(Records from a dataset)
* * * * * * *

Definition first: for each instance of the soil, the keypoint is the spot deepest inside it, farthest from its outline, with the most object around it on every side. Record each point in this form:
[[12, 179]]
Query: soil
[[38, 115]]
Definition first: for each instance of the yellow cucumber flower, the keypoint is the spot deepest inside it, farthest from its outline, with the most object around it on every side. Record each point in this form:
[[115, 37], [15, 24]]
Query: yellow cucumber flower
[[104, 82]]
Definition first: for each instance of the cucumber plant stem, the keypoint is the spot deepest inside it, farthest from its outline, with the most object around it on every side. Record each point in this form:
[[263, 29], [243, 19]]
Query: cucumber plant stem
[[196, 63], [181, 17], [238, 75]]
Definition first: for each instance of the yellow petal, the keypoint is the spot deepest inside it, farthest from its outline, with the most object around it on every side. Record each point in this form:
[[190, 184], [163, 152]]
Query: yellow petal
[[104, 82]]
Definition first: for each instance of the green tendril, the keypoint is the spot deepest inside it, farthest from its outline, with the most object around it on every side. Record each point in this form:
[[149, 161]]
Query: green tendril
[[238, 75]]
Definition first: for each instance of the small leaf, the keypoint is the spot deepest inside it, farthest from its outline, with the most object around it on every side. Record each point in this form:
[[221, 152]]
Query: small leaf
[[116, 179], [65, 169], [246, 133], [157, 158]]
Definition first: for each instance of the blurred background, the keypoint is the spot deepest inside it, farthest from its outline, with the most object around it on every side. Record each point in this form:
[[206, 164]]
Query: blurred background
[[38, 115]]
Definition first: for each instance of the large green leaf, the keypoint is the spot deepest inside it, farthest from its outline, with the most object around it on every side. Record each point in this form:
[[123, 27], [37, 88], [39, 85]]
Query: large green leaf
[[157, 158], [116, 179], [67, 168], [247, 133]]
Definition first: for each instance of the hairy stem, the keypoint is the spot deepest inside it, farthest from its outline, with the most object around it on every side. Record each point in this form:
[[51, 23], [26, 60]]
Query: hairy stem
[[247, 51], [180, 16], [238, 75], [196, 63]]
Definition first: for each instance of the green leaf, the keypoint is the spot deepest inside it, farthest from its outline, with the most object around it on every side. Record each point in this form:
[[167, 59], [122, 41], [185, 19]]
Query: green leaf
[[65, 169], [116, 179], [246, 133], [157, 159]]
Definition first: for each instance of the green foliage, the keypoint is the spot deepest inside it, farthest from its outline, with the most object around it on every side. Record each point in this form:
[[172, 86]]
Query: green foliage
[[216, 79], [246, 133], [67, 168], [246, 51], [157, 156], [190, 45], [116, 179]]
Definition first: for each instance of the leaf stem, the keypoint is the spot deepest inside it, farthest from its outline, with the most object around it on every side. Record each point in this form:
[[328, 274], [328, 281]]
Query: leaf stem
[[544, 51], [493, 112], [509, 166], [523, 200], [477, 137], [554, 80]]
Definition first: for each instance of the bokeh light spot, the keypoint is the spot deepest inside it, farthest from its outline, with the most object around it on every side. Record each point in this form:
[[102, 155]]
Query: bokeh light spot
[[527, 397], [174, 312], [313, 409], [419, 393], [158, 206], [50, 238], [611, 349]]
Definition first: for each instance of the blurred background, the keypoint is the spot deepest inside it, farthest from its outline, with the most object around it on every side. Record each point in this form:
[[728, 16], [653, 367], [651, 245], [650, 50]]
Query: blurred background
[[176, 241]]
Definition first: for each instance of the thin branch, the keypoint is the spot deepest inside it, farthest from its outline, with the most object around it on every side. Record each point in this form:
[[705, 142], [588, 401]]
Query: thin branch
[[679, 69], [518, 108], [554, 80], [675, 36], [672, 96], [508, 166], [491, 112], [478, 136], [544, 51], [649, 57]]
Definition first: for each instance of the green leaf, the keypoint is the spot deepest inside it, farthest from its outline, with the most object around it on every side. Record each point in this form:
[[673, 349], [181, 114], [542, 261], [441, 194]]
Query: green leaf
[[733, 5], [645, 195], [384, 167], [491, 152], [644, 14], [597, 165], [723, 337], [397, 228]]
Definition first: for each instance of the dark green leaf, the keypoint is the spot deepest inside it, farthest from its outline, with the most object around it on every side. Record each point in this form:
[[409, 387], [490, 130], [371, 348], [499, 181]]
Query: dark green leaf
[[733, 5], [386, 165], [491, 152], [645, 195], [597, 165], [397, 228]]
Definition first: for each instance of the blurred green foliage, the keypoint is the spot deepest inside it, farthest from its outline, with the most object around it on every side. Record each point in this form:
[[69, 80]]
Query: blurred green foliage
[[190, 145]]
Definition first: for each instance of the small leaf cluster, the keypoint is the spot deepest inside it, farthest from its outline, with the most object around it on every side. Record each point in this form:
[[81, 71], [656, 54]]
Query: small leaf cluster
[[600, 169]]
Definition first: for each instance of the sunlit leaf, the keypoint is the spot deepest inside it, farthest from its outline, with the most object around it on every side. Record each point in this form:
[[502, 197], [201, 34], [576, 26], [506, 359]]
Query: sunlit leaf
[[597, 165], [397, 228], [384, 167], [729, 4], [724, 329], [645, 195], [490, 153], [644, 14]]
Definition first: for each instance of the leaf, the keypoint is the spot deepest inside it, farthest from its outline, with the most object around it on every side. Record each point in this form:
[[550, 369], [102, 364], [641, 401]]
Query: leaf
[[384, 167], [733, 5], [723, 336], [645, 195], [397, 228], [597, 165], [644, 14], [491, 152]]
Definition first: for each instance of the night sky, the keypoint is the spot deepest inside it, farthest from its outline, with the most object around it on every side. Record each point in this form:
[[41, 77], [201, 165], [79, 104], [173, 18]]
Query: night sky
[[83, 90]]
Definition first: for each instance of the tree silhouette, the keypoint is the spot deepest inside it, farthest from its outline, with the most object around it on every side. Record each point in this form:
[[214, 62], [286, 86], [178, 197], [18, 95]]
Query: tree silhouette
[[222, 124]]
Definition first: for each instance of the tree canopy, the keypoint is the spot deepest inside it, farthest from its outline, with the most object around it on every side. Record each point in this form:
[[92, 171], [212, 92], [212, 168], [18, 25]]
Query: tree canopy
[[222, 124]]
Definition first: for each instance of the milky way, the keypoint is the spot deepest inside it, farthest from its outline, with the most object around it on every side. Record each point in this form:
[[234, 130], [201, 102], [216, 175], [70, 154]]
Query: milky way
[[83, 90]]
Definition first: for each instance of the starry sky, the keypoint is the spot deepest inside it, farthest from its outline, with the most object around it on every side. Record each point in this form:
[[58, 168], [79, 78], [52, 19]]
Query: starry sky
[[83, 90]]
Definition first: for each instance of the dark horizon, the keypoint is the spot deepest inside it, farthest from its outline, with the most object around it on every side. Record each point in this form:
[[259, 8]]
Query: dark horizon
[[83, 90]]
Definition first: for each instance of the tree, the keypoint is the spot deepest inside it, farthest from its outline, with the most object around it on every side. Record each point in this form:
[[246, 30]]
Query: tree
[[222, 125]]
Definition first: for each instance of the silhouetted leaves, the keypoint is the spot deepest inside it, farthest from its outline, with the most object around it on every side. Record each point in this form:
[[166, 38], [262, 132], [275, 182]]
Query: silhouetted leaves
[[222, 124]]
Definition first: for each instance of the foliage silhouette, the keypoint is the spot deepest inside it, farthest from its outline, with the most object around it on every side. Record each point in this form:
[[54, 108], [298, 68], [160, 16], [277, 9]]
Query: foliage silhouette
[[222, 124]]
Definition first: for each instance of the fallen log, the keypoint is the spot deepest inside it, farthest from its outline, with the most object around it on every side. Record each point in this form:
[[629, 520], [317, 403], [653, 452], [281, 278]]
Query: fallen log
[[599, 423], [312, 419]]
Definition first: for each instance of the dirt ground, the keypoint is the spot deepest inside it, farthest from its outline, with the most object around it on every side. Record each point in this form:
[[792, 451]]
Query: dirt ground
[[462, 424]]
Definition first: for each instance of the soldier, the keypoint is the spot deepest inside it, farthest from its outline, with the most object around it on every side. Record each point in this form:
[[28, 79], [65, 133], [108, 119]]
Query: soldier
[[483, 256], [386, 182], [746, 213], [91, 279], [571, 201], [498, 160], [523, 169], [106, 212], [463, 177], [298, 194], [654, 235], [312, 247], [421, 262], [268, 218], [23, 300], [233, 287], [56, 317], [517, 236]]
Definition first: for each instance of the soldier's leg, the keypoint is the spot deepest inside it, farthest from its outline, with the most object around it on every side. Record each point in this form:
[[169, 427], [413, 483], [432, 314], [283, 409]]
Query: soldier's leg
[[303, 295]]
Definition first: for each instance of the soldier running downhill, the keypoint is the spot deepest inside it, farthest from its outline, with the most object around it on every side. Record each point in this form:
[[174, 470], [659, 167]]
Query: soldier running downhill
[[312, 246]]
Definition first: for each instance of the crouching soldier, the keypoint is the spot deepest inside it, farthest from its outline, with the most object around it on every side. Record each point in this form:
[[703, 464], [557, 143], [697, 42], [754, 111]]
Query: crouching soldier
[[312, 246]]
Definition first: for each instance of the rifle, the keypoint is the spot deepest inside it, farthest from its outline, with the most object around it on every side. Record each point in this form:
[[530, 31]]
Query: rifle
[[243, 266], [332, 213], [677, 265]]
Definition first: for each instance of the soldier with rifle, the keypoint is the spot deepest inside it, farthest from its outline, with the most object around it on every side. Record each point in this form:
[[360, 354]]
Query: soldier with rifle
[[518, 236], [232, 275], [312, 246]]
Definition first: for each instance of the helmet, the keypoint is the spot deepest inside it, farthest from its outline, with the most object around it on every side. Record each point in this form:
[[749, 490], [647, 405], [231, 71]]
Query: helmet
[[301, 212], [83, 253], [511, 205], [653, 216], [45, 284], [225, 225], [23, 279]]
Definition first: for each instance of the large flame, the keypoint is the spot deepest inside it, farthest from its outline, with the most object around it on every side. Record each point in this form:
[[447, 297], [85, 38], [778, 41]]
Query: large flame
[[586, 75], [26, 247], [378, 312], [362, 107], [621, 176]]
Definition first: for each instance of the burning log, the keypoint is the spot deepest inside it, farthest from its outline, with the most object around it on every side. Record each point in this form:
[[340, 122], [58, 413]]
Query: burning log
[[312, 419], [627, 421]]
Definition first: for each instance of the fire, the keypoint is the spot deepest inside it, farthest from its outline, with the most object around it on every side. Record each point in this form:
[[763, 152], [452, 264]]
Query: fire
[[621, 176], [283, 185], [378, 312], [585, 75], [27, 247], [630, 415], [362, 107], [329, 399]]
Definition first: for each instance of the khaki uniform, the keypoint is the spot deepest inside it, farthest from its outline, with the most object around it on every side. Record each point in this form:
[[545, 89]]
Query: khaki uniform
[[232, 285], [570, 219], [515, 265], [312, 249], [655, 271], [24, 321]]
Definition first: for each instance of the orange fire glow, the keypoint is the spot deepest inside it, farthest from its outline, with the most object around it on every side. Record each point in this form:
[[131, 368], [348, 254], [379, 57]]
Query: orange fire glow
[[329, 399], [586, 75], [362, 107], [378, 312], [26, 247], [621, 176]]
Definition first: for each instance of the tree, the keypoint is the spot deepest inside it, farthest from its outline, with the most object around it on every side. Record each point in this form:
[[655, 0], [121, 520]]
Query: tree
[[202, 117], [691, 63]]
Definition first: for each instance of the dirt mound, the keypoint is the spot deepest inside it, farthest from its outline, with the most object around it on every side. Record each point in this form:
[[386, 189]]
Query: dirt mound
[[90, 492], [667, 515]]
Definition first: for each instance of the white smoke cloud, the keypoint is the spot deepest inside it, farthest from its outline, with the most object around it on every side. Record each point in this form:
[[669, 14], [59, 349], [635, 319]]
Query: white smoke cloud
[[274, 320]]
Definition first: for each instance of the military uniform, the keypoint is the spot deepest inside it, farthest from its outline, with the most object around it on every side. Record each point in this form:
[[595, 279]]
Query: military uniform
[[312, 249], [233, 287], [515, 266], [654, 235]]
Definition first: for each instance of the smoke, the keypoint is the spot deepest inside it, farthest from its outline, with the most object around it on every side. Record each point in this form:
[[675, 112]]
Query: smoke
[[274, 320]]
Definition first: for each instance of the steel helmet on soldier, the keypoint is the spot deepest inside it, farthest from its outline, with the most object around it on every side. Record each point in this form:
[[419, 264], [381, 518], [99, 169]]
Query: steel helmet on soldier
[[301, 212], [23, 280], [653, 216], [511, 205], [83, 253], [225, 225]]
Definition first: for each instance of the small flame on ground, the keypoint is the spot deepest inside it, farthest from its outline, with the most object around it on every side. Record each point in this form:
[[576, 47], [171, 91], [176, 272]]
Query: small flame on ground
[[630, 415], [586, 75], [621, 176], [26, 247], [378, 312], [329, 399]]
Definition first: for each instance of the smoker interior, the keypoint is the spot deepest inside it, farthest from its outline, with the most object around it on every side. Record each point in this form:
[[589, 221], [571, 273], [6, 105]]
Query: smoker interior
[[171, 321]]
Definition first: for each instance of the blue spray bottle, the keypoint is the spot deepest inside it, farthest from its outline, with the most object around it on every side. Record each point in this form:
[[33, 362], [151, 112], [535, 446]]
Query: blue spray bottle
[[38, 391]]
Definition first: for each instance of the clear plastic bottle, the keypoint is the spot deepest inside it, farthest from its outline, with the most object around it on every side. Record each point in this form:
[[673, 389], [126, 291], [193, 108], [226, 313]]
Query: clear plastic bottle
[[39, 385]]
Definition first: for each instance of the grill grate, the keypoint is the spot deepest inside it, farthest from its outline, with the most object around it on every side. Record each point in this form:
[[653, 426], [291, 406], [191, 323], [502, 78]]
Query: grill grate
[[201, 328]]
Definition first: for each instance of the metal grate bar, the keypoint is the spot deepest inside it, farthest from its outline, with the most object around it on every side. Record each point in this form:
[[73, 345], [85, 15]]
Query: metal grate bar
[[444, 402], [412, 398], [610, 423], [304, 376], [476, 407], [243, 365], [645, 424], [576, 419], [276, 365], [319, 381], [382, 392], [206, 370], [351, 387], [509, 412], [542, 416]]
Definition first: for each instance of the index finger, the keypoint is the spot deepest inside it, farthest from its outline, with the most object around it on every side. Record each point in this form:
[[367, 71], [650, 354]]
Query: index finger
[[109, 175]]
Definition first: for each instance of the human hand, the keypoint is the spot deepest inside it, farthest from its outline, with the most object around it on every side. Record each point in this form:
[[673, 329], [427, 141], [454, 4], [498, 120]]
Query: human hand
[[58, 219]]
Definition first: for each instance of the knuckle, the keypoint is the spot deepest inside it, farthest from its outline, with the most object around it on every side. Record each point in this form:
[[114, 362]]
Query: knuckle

* * * * * * *

Work to complete >>
Rewrite the data from the line containing "Definition first: for each instance of the bokeh" through the line containing "[[176, 241]]", inclusive, switching "bokeh light spot" to "out-of-focus light spot" and keeping everything else the same.

Exercise result >>
Definition first: for each instance of the out-of-focus light spot, the keypoint is the spot deepest inside it, farthest from its outline, with the most object around it on every side. Record each point in this form:
[[102, 155]]
Query: out-of-focus light spot
[[527, 397], [174, 312], [313, 409], [419, 393], [158, 206], [50, 238], [611, 349]]
Definition first: for each instance of the blurred background, the keypoint is the spot deepest inside it, farthest from its outline, with the most object around it on every side. Record each point in this form:
[[728, 16], [653, 367], [651, 245], [650, 50]]
Query: blurred background
[[176, 241]]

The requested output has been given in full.